その原因は、突き詰めてゆくとその人の「癖」にあるといえます。
姿勢の癖
動作の癖
物事の捉え方、考え方の傾向など頭の使い方の癖
心の動き方の癖
などです。
姿勢や動作が、足腰などの痛みに関係するということは多くの方が理解できます。
当院でも、患者さんは、そのような説明はよく納得されるようです。
しかし、物事の考え方や、心の動き方が深く関係するという話になると、理解することが少し難しいようです。
例えば、腰痛があり、過去に病院で「椎間板ヘルニア」と診断されたことがあるという人の、「ありがち」な例です。
そのようなケースにおいてほとんどの方が、「自分にはヘルニアがあり、そのために慢性腰痛が継続している」と考えています。

指示 A:
本文の内容に基づき、次の問いに答えよ。
(i) 痛みの原因を突き詰めると、何にあるとされているか。
(ii) 多くの方が理解できるとされるのは、姿勢や動作が何に関係することか。
(iii) 例に挙げられた人は、過去に病院で何と診断されたことがあるか。
指示 B:
次の各記述が本文と一致するかを「はい」か「いいえ」で判定し、根拠となる本文の語句をそのまま引用せよ。
(i) 本文が挙げる癖には、心の動き方の癖が含まれる。
(ii) 物事の考え方が深く関係するという話は、容易に理解されるとされている。
(iii) 例のようなケースでは、ほとんどの方がヘルニアのために慢性腰痛が続いていると考えている。
指示 C: 癖と痛みを扱った本文を、最後の文の後から書き継げ。

データ抜粋:
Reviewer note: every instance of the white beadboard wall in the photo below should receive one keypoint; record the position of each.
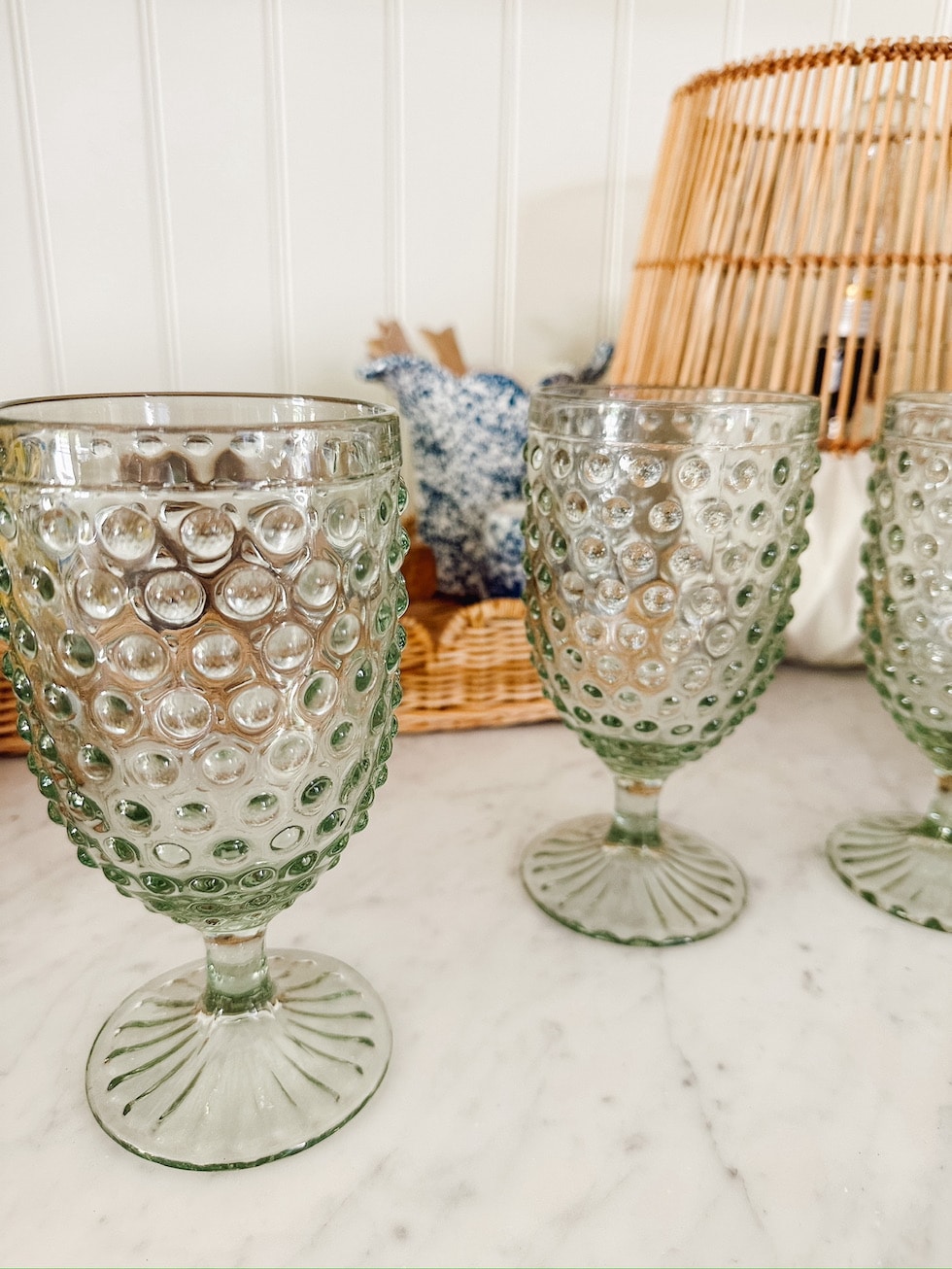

解答 A:
(i) その人の「癖」
(ii) 足腰などの痛み
(iii) 「椎間板ヘルニア」

解答 B:
(i) はい。「心の動き方の癖」
(ii) いいえ。「理解することが少し難しいようです」
(iii) はい。「自分にはヘルニアがあり、そのために慢性腰痛が継続している」と考えています

解答 C:
病院において、医師からそのような説明をうけ、その説明を納得したからです。
しかし、そんな診断をわざわざ受けなかったら、あるいは今の慢性腰痛はないかもしれません。
多くの人は、その診断によって、「自分は腰が悪い=腰はつねに保護しなければならない=腰に無理をさせない=無理をさせればまた痛くなる」というような自己暗示のサイクルに陥っていることが多いからです。
このようなケースを私は「診断の呪縛」(広い意味での自己暗示)と考えています。
そもそもヘルニアであるということと、「腰痛」という症状に、どのくらい相関関係があるかは「不明」です。
画像診断で重度なヘルニアが発見されても腰痛など感じないケースは多くあるといわれます。
また、手術でヘルニアを処理しても、腰痛が改善しないケースもよく聞かれます。
私はヘルニアと腰痛は分けて考えるのが現実的だと考えます。
さて、人はヘルニアという診断を案外「大病」のように受け止めています。
しかし、ヘルニアなどとわざわざ特定してみても、では手術をしないケースのヘルニアが、どのように治療されるか、現実を見れば「湿布と薬と牽引」。
整形で行われる他の腰痛への手当てとまったく変わりはありません。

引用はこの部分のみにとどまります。